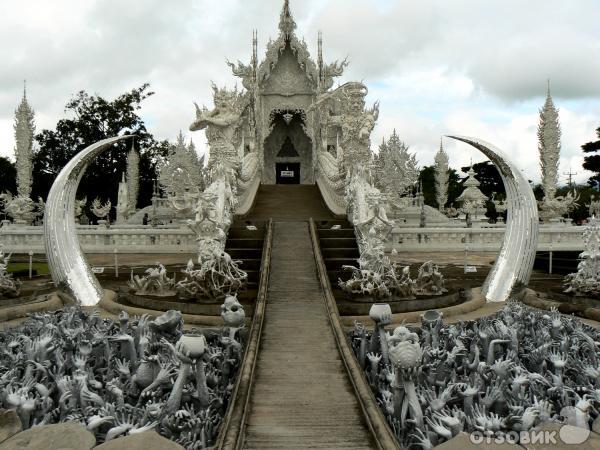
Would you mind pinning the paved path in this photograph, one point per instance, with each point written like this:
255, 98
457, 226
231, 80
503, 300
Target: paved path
302, 396
289, 202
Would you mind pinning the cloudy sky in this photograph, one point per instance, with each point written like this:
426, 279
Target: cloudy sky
437, 66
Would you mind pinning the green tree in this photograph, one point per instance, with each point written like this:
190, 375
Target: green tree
94, 118
592, 162
491, 183
427, 179
8, 176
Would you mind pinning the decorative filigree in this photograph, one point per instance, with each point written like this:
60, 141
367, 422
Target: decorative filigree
586, 281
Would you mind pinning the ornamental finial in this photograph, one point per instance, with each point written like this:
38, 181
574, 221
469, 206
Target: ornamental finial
286, 21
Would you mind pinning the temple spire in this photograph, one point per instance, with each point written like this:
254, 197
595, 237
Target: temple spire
320, 54
441, 177
286, 20
254, 61
549, 145
24, 132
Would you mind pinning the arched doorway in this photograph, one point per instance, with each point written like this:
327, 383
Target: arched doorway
288, 150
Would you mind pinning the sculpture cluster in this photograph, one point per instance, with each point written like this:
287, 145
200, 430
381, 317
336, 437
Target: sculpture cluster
504, 373
215, 277
385, 279
9, 287
122, 377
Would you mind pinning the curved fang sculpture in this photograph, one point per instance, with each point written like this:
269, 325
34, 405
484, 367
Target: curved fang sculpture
512, 269
68, 267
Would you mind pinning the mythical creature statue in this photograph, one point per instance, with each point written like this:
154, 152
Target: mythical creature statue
182, 177
222, 124
559, 206
430, 280
355, 122
9, 287
22, 209
155, 282
79, 207
500, 206
217, 275
120, 377
99, 210
594, 207
498, 375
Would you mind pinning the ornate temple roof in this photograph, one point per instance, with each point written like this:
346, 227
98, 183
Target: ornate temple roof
472, 192
256, 74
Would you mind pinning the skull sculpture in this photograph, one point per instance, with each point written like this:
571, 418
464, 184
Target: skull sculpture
232, 312
404, 348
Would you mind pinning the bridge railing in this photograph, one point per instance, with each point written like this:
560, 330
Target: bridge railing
179, 239
478, 239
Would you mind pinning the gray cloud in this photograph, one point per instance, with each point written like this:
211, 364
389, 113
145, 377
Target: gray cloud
425, 60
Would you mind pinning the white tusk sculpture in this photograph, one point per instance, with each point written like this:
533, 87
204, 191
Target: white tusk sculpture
66, 262
512, 269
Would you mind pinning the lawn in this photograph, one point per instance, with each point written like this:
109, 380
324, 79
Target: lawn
42, 268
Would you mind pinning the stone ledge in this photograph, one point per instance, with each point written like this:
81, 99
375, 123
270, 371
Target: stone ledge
62, 436
52, 302
477, 301
109, 304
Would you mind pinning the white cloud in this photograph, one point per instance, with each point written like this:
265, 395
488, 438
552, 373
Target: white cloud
462, 67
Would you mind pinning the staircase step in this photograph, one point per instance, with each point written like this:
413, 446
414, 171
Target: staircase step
302, 396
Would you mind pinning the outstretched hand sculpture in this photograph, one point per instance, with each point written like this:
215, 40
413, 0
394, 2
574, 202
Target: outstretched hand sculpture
119, 377
497, 375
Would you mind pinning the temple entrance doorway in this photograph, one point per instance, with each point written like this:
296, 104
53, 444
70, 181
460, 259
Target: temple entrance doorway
287, 173
288, 150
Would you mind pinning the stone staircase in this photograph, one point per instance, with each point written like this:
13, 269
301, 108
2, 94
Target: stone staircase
288, 203
302, 396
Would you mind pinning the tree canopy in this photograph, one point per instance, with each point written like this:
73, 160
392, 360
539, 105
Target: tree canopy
427, 179
592, 162
95, 118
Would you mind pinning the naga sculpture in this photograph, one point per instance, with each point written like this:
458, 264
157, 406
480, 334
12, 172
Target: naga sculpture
155, 282
512, 269
22, 209
66, 262
120, 377
9, 287
497, 376
222, 124
101, 211
354, 120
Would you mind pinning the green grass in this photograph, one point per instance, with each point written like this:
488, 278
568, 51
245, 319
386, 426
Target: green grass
42, 268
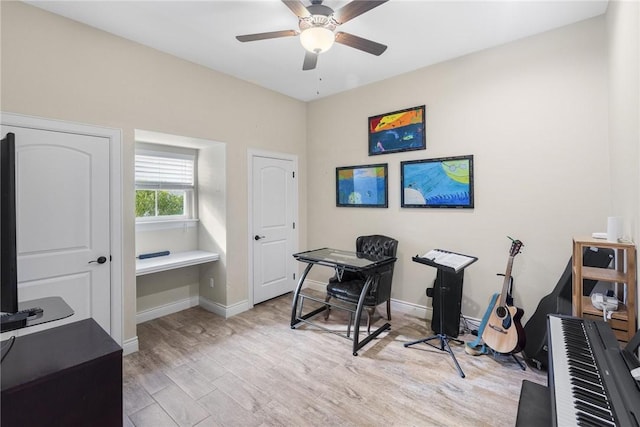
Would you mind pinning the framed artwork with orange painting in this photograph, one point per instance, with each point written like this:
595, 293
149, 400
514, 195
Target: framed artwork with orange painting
402, 130
446, 182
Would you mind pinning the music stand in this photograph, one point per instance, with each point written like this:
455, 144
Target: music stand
450, 262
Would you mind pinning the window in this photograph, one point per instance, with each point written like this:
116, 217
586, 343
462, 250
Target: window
165, 184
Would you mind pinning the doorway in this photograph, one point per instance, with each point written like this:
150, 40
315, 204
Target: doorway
69, 218
273, 211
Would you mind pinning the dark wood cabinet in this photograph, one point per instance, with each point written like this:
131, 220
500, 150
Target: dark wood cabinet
70, 375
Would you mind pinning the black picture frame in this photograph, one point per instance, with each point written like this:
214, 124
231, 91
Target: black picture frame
402, 130
444, 182
362, 186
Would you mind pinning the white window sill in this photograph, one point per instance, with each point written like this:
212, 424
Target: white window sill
165, 224
174, 260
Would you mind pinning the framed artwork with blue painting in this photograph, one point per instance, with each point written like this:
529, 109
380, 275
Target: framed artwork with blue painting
362, 186
397, 131
445, 182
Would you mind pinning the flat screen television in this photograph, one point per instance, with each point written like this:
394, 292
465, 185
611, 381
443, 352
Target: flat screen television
8, 252
445, 182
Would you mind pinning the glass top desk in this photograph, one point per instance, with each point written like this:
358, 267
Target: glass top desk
340, 261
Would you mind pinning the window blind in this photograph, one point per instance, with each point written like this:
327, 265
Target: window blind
168, 171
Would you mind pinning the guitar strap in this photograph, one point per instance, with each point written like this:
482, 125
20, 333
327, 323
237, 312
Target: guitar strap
475, 346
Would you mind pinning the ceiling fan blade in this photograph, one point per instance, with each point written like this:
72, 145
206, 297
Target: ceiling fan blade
354, 9
310, 60
297, 7
269, 35
356, 42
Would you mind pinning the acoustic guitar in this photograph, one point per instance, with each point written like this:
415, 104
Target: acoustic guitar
503, 332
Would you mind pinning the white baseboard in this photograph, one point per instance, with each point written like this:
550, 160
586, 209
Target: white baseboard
225, 311
163, 310
130, 346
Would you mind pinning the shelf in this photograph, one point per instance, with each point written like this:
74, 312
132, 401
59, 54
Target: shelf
173, 261
604, 274
623, 320
620, 314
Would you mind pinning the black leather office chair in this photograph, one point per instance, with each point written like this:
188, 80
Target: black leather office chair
350, 286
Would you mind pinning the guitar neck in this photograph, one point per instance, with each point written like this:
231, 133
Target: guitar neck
507, 280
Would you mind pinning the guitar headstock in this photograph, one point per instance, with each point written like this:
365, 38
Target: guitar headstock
516, 245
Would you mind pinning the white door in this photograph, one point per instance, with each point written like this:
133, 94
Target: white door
62, 204
274, 209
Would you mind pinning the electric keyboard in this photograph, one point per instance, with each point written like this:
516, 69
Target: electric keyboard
590, 377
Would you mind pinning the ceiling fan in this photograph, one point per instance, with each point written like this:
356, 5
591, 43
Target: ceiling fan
318, 25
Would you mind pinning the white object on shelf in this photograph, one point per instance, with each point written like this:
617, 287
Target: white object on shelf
174, 260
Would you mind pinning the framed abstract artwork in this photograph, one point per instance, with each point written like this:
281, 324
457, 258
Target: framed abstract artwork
445, 182
362, 186
402, 130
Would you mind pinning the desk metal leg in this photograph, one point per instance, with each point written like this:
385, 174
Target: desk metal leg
296, 294
357, 345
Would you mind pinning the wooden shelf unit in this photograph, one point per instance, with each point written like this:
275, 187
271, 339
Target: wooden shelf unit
623, 321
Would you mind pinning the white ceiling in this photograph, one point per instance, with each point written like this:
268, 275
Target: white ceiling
418, 33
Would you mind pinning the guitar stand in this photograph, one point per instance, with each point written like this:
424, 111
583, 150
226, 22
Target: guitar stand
444, 338
513, 355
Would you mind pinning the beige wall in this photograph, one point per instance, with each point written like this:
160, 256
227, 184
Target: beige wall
623, 34
534, 115
56, 68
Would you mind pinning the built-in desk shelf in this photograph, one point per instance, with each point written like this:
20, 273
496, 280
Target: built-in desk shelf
174, 260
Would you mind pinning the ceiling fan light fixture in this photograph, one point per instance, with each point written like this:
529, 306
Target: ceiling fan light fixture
317, 39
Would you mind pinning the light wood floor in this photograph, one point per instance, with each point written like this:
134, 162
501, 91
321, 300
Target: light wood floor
197, 369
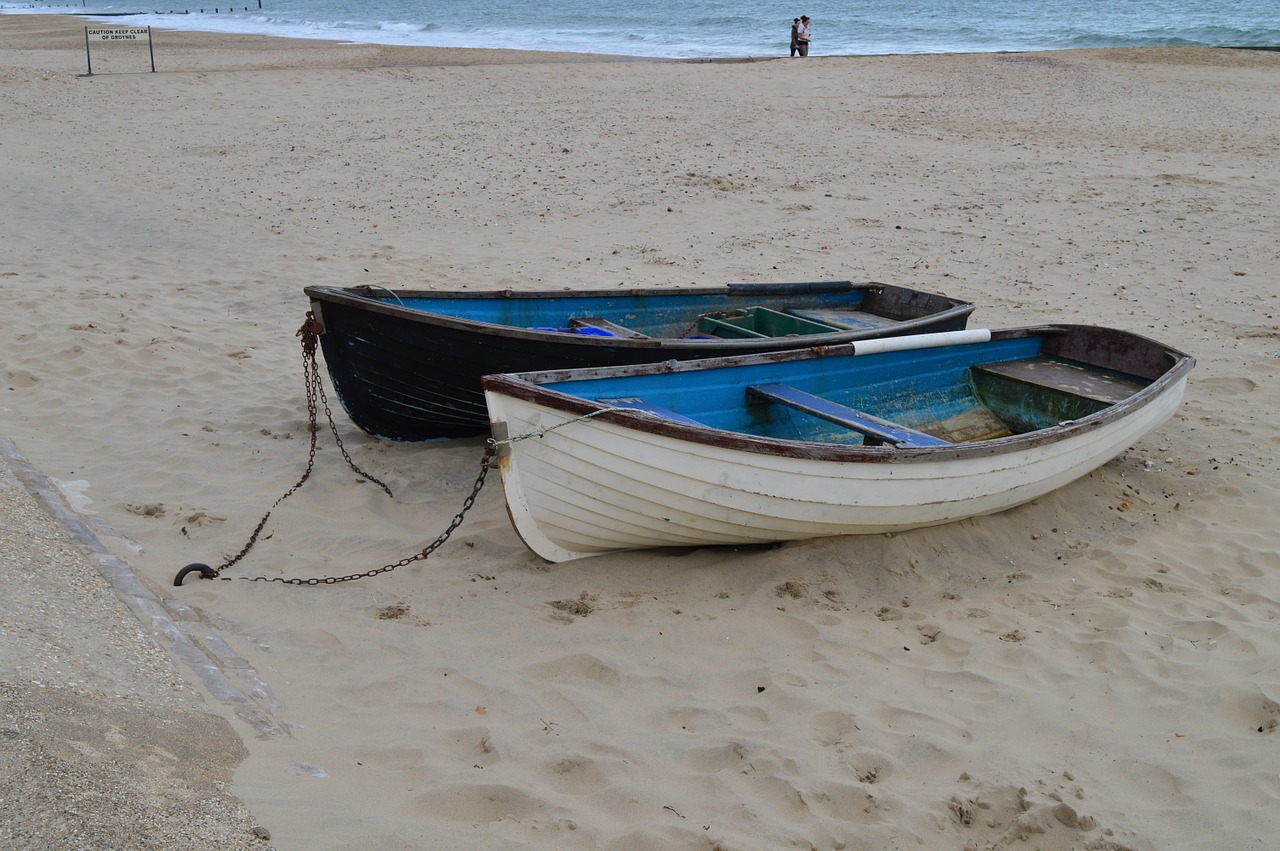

▶ _JOB_
Write out the lines from the one containing "Would you mind pinning the light" through the end of the records as a JSON list of strings, one string per line, with blank lines omitted. Leave the pictures out.

▶ _FINISHED EXERCISE_
[
  "Would you mind pinning the light wood floor in this photograph, one point per instance, with each point written like this:",
  "134, 162",
  "501, 91",
  "321, 300",
  "Target: light wood floor",
  "197, 369"
]